# Goal:
Every line below is to be quoted exactly, with nothing added or dropped.

[Object pointing dataset rows]
[Begin]
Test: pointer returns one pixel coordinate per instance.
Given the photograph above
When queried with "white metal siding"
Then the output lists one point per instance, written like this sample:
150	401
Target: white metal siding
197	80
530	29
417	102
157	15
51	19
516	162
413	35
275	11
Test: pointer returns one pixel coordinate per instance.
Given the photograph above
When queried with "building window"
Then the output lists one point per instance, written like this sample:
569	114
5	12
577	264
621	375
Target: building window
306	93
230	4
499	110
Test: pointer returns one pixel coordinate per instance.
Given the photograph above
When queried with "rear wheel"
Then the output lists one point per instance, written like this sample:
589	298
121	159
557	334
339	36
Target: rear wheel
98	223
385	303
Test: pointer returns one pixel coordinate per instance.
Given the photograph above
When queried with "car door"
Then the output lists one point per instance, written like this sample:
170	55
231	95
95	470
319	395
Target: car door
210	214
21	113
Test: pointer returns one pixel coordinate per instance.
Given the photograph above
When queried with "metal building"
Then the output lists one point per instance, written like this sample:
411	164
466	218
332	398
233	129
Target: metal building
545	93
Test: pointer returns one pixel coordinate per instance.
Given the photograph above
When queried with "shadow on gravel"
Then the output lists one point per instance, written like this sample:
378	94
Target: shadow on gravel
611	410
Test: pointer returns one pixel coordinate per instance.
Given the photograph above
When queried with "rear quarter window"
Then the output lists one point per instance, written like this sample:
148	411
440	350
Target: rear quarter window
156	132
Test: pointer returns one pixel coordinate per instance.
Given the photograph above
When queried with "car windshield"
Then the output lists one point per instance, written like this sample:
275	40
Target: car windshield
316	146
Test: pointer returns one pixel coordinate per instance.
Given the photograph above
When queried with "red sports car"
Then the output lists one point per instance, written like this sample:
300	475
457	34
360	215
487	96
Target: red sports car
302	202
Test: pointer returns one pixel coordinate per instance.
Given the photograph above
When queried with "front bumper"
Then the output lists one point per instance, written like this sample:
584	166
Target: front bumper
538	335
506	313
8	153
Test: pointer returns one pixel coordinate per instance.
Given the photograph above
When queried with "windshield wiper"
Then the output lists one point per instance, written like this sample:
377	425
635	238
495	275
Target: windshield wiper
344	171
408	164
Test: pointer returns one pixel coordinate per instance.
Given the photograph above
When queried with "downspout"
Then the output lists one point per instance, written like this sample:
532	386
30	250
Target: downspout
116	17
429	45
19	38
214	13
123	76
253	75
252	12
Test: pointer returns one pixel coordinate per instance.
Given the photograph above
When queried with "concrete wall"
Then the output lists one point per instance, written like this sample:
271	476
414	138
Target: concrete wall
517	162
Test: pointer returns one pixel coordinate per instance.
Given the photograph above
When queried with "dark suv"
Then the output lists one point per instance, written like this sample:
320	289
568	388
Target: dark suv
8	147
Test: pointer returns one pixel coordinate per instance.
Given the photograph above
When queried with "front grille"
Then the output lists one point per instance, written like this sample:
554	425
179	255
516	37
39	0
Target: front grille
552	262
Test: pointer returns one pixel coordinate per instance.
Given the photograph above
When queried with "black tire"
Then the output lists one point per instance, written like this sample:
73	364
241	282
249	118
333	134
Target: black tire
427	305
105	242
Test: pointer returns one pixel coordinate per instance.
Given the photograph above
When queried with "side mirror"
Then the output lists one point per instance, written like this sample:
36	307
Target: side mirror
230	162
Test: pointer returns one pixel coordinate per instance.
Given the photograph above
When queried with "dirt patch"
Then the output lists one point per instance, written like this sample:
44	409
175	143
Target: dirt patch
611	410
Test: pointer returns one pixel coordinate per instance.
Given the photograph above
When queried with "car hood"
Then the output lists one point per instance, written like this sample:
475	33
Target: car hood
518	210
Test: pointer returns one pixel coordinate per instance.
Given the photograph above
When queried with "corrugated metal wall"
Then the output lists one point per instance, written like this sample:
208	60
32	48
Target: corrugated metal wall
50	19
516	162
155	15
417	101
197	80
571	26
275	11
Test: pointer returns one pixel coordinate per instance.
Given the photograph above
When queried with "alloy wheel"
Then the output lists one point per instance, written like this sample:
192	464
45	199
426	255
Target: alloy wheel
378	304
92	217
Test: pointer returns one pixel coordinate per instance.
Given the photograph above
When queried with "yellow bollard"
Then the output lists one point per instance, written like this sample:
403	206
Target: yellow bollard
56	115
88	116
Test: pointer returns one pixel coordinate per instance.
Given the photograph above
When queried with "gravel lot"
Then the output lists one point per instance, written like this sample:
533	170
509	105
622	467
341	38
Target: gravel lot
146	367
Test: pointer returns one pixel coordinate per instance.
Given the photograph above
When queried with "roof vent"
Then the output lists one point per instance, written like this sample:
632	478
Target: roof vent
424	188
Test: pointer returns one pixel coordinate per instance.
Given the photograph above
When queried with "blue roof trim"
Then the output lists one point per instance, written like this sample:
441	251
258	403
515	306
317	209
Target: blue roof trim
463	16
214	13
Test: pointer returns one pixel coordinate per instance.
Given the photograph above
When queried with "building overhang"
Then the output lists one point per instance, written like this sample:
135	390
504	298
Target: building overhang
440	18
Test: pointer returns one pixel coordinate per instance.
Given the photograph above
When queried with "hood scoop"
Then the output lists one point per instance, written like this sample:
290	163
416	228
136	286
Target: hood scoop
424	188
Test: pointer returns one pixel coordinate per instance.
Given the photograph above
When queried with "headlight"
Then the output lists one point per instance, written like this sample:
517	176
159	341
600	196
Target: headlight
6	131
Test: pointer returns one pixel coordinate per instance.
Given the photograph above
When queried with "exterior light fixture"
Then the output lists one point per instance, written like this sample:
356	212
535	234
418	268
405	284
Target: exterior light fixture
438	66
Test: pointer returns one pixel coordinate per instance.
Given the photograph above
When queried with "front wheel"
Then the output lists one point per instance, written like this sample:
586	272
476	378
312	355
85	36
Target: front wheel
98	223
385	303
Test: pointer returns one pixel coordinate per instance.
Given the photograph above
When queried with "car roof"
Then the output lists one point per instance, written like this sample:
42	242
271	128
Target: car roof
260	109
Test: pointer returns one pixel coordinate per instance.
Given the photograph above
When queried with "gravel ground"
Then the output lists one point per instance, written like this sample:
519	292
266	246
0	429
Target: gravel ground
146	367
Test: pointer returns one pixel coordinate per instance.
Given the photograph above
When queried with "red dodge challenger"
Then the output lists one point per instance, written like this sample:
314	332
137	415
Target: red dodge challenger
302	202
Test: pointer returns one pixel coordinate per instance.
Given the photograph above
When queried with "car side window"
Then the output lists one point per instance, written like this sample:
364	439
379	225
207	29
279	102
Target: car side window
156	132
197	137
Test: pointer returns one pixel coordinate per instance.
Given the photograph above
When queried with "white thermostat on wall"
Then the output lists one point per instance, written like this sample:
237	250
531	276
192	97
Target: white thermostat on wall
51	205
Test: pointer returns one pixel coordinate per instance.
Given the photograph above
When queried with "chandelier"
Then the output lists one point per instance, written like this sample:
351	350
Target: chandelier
[End]
# Result of this task:
Test: pointer returns one pixel coordinate per instance.
Given the photograph above
When queried with "white metal siding"
Then the output lists one point per instance, written like this sample:
150	401
Target: white metal siding
197	80
530	29
417	102
157	15
51	19
516	162
413	35
275	11
Test: pointer returns one pixel coordinate per instance.
Given the photograph above
When queried with "building window"
Then the output lists one point per instance, written like this sample:
569	114
5	12
577	264
621	375
Target: building window
306	93
230	4
499	110
Test: pointer returns one pixel coordinate per instance.
Given the photograph above
When queried with "rear wheel"
Then the output lists one point per instance, written like this sample:
589	298
121	159
557	334
339	36
Target: rear wheel
98	223
385	303
Test: pointer returns one pixel coordinate per instance.
Given the photograph above
When queried with "car door"
Then the output lists one point per instance, written like this sample:
170	55
231	95
95	470
319	395
Target: car door
210	214
21	113
Test: pointer returns one pixel coordinate per instance.
Given the photograph above
When queried with "metal building"
Then the output lists one point per instance, written like this sample:
411	164
466	218
332	398
233	129
Target: metal building
545	93
Test: pointer returns one pixel coordinate per instance.
Given the photograph above
When queried with "shadow on gravel"
Then the output lists one point per instance, written like this sample:
378	94
Target: shadow on gravel
611	410
Test: pointer returns one pixel coordinate per instance.
Given the photograph above
When queried with "rear quarter window"
Then the output lists one point per instance, written like this sample:
148	411
440	350
Target: rear quarter window
156	132
Test: pointer returns one pixel coordinate per instance.
Given the photograph above
When queried with "car windshield"
Then the output lists one point per instance, written like this sample:
275	40
Target: car windshield
316	146
Test: pointer returns one pixel coordinate per instance.
Given the photograph above
When queried with "red sports car"
Then the output lists one point per instance, written like this sample:
300	475
457	34
360	215
487	96
Target: red sports car
302	202
Test: pointer returns one pixel coordinate per instance.
Given the photograph above
When queried with "front bumper"
Then the output lists one point per instance, written like this sample:
584	166
Target: front bumper
538	335
506	313
8	153
Test: pointer returns one pixel coordinate per instance.
Given the photograph above
When queried with "windshield wiper"
Then the output lists one point per instance, written like this sample:
377	425
635	238
495	275
Target: windshield wiper
344	171
408	164
Test: pointer returns one pixel coordinate per instance.
Given the photograph above
When queried with "downspout"
Then the output lists one point per instance, written like this sample:
532	386
30	250
Target: downspout
116	17
429	45
19	38
214	13
123	76
253	75
252	12
Test: pointer returns one pixel coordinate per instance.
Given the photograph above
When queried with "concrete wall"
Then the output lists one point per instance, written like this sample:
271	476
414	138
Target: concrete wall
517	162
Test: pointer returns one pixel coordinate per instance.
Given the photograph above
When queried with "dark suv"
Then the output lists one point per instance, written like this sample:
320	289
568	388
Target: dark suv
8	147
Test: pointer returns one pixel coordinate per instance.
Given the photograph above
When queried with "front grille"
Then the output lists one point per instance, written like this sample:
554	425
179	255
516	37
39	0
Target: front grille
552	262
Test: pointer returns one pixel coordinate per instance.
Given the photograph above
When queried with "black tire"
Then the output lists one point per instance, written like this sample:
73	364
241	282
249	118
333	134
Target: black tire
427	305
105	242
Test: pointer returns one pixel coordinate per instance.
Given the photograph above
When queried with "side mirror"
Then the output lists one point per instance, written like this sample:
36	307
Target: side mirror
230	162
Test: pointer returns one pixel coordinate per instance.
Given the photograph above
When queried with "dirt patch"
Then the output lists one point per instance, written like this sample:
44	409
175	143
Target: dirt patch
611	410
Test: pointer returns one pixel coordinate per instance.
Given the photograph above
When queried with "car hood"
Then the output lists one point per instance, written like this sample:
475	33
Target: car hood
518	210
Test: pointer returns one pixel coordinate per instance.
Given the photograph above
When queried with "corrugated metal wall"
Then the output lists one point per instance, written like this sample:
208	60
32	48
Target: corrugated metal wall
50	19
516	162
155	15
417	101
197	80
571	26
275	11
Test: pointer returns one pixel coordinate per instance.
Given the photograph above
When queried with "alloy wheel"
Then the output lists one point per instance, written like this sample:
192	464
45	199
426	255
Target: alloy wheel
378	304
92	217
Test: pointer returns one pixel coordinate per instance.
Given the photograph above
When queried with "yellow bollard"
Then the output lists one point per instance, written like this sample:
403	206
Target: yellow bollard
56	115
88	116
Test: pointer returns one pixel coordinate per instance.
Given the photograph above
When queried with "gravel lot"
Then the output lists one point per instance, written like this sample:
533	170
509	105
622	467
341	38
Target: gravel lot
146	367
Test: pointer returns one pixel coordinate per instance.
Given the photograph above
When queried with "roof vent"
Then the output lists one point per instance, written like this sample:
632	478
Target: roof vent
424	188
Test: pointer returns one pixel coordinate per instance.
Given the photograph above
When queried with "blue roof trim"
Then the output lists one point per instance, written like this sample:
441	251
258	403
515	306
317	209
Target: blue roof trim
463	16
214	13
Test: pointer returns one pixel coordinate per instance.
Given the photograph above
When queried with "building overhang"
Then the output lists one point per instance, written like this sample:
135	390
504	298
Target: building overhang
440	18
Test: pointer returns one pixel coordinate per instance.
Given the photograph above
When queried with "hood scoop"
Then the output lists one point per instance, written like this sample:
290	163
416	228
136	286
Target: hood scoop
424	188
Test: pointer returns one pixel coordinate per instance.
Given the photograph above
When queried with "headlight"
Then the output lists one point per instance, written like this sample:
517	176
159	341
600	196
Target: headlight
6	131
Test: pointer returns one pixel coordinate per instance.
Given the photograph above
When queried with "exterior light fixture"
Then the output lists one point per instance, written like this sample:
356	212
535	234
418	268
405	284
Target: exterior light fixture
438	66
Test: pointer returns one pixel coordinate per instance.
Given the photograph above
When queried with "front wheel"
Then the output lists one point per instance, written like this sample:
586	272
476	378
312	355
85	36
Target: front wheel
98	223
385	303
Test: pointer returns one pixel coordinate per instance.
Given the photograph above
When queried with "car roof"
Then the output lists one point per instance, written like this sample:
42	242
271	128
Target: car roof
260	109
Test: pointer returns one pixel coordinate per instance.
Given the photograph above
When queried with "gravel ground"
Then the output lists one point per instance, written like this sample:
519	292
266	246
0	429
Target: gravel ground
146	367
Test: pointer returns one pixel coordinate per instance.
Given the photograph above
When queried with "red dodge challenger"
Then the output lists one point per instance, written like this sample:
314	332
137	415
Target: red dodge challenger
302	202
Test: pointer returns one pixel coordinate per instance.
Given the photograph above
When queried with "car side window"
Then the output lists one point per instance, written like this sample:
364	439
379	225
207	29
279	102
Target: car side window
156	132
197	137
Test: pointer returns one pixel coordinate per instance.
Given the photograph above
When queried with "white thermostat on wall"
Then the output lists one point per instance, written like this sample:
237	250
531	276
192	97
Target: white thermostat on wall
51	205
Test: pointer returns one pixel coordinate per instance.
Given the photograph above
When queried with "chandelier"
Then the output lists one point per instance, written like this sample:
351	350
Target: chandelier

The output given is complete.